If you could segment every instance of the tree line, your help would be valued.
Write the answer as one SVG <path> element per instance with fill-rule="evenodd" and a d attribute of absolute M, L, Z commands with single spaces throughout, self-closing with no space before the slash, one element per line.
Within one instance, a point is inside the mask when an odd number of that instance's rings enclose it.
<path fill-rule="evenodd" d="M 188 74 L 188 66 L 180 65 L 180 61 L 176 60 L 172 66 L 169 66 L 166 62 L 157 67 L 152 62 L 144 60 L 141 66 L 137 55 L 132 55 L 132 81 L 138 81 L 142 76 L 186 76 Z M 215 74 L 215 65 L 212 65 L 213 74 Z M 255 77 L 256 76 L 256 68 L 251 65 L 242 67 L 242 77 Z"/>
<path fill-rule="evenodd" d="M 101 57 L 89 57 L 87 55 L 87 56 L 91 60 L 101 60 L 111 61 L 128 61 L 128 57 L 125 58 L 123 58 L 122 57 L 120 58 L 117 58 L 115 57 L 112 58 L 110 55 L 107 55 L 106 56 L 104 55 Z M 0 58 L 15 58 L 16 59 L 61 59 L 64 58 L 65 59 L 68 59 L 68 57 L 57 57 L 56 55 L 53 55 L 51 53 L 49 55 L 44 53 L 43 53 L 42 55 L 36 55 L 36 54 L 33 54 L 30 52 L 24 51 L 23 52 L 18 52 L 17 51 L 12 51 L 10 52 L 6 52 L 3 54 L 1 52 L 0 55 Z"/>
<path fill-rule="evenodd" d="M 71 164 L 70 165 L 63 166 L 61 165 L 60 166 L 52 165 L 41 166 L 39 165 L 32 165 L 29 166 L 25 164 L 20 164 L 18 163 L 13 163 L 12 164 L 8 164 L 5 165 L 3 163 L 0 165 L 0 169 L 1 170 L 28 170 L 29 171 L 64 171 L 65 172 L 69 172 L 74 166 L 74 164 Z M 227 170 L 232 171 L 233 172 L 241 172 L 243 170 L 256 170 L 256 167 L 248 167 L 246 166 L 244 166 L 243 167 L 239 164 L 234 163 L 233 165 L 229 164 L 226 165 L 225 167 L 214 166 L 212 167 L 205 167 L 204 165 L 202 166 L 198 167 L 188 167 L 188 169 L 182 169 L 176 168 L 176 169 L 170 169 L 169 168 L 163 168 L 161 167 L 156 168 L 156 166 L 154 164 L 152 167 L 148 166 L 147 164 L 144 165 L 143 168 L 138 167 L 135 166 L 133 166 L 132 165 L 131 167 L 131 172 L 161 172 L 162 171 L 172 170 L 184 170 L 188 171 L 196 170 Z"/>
☆ ☆ ☆ ☆ ☆ ☆ ☆
YOUR TASK: Reproduce the entries above, replacing "tree line" with "forest edge" and leaving everything else unchanged.

RESULT BELOW:
If you could segment every instance of the forest edge, your help would be valued.
Write the answer as one SVG <path> element per instance with fill-rule="evenodd" and a d attribute of absolute M, L, Z commands with single spaces throughout, self-closing with no space before the slash, one element per line.
Within one instance, a point is inside the mask when an odd number of that instance's rings enclose it.
<path fill-rule="evenodd" d="M 188 74 L 188 66 L 180 65 L 180 61 L 176 60 L 172 66 L 169 66 L 166 62 L 157 67 L 152 62 L 144 60 L 141 66 L 137 55 L 132 55 L 132 81 L 138 81 L 142 76 L 186 76 Z M 215 74 L 215 65 L 212 65 L 213 74 Z M 255 77 L 256 76 L 256 68 L 251 65 L 242 67 L 242 77 Z"/>
<path fill-rule="evenodd" d="M 101 57 L 89 57 L 87 55 L 87 56 L 91 60 L 101 60 L 111 61 L 128 61 L 128 57 L 125 58 L 123 58 L 122 57 L 120 58 L 117 58 L 115 57 L 112 58 L 110 55 L 107 55 L 106 56 L 104 55 Z M 0 58 L 15 58 L 16 59 L 61 59 L 64 58 L 65 59 L 68 59 L 68 57 L 57 57 L 56 55 L 53 55 L 51 53 L 49 55 L 44 53 L 43 53 L 42 55 L 36 55 L 36 54 L 33 54 L 30 52 L 24 51 L 23 52 L 18 52 L 17 51 L 12 51 L 10 52 L 6 52 L 3 54 L 1 52 L 0 55 Z"/>
<path fill-rule="evenodd" d="M 71 164 L 70 165 L 63 166 L 61 165 L 60 166 L 52 165 L 41 166 L 39 165 L 32 165 L 29 166 L 25 164 L 20 164 L 18 163 L 13 163 L 12 164 L 8 164 L 5 165 L 3 163 L 0 165 L 0 169 L 1 170 L 28 170 L 29 171 L 64 171 L 65 172 L 69 172 L 74 166 L 74 164 Z M 227 170 L 232 171 L 233 172 L 241 172 L 243 170 L 256 170 L 256 167 L 248 167 L 246 166 L 244 166 L 243 167 L 239 164 L 234 163 L 233 165 L 229 164 L 226 165 L 225 167 L 214 166 L 212 167 L 205 167 L 204 165 L 202 166 L 198 167 L 188 167 L 188 169 L 182 169 L 176 168 L 176 169 L 170 169 L 169 168 L 163 168 L 161 167 L 156 168 L 156 166 L 154 164 L 152 167 L 148 166 L 147 164 L 144 165 L 143 168 L 138 167 L 135 166 L 133 166 L 132 165 L 131 167 L 131 172 L 161 172 L 162 171 L 172 170 L 184 170 L 188 171 L 196 170 Z"/>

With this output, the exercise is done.